DIRECTIONS
For the full listing below, write out each entry exactly and exclude the images.

RECORD SET
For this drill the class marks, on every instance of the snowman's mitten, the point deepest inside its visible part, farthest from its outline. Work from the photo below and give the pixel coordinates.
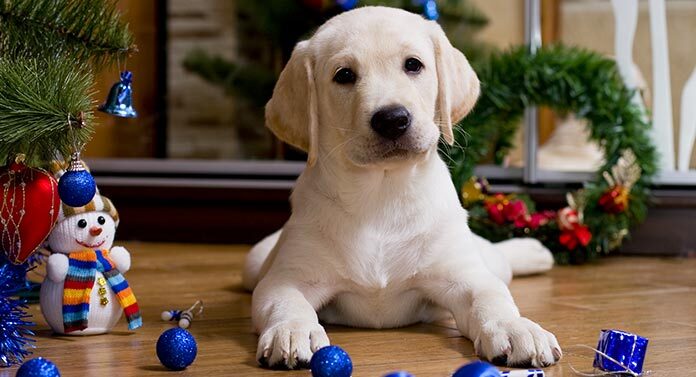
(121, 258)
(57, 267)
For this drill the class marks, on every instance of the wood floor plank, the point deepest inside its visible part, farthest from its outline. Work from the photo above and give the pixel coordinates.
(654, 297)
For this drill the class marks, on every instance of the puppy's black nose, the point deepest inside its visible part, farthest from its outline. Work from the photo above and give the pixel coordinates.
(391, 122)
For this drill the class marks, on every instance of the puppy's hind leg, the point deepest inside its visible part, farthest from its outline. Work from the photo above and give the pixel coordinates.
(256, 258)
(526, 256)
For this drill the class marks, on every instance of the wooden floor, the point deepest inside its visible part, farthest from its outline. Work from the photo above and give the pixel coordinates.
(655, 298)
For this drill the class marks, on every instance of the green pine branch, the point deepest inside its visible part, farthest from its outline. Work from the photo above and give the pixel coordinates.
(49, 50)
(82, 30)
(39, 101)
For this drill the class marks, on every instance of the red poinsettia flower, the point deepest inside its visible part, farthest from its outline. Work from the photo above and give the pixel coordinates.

OUTPUT OF THE TASK
For this drill the class marks, on every instance of the snowman's mitten, the point deepest inside its visible part, farthest from its outline. Work from the photo below and give the pixel coordinates.
(121, 258)
(57, 267)
For this drill the class marks, on every instance of the wood floor plank, the point deepest inside its visible part, farthest from its outline. Work from the photo above and give the pixel coordinates.
(654, 297)
For this drill the class marks, on every instance of the puppy's black nose, the point deepest inside its visible part, farthest from its outline. Work from the photo above and give the pixel coordinates.
(391, 122)
For this drill the class marks, on every instance of the puppy's hind leg, the point deepest inside its visible part, farthest from its outline. Work from the photo above and give the pixel coordinates.
(256, 258)
(526, 256)
For this drill the class marks, on every instance of the wooden floor, the point deepest inside its visible part, farthest from its outline. Work from the photo above and give the pixel coordinates.
(655, 298)
For this drill the class marks, on every instance of the green pine branch, the point deepest inside its visible part, farthest from its outline. Work from the photo above and give the pixel coordinates.
(49, 50)
(82, 30)
(39, 101)
For this drill the class marks, on every instance of the red poinsettia flower, the point deepest inside its visible part, farthest from its outline. Work from the photo above and give the pixel coordinates.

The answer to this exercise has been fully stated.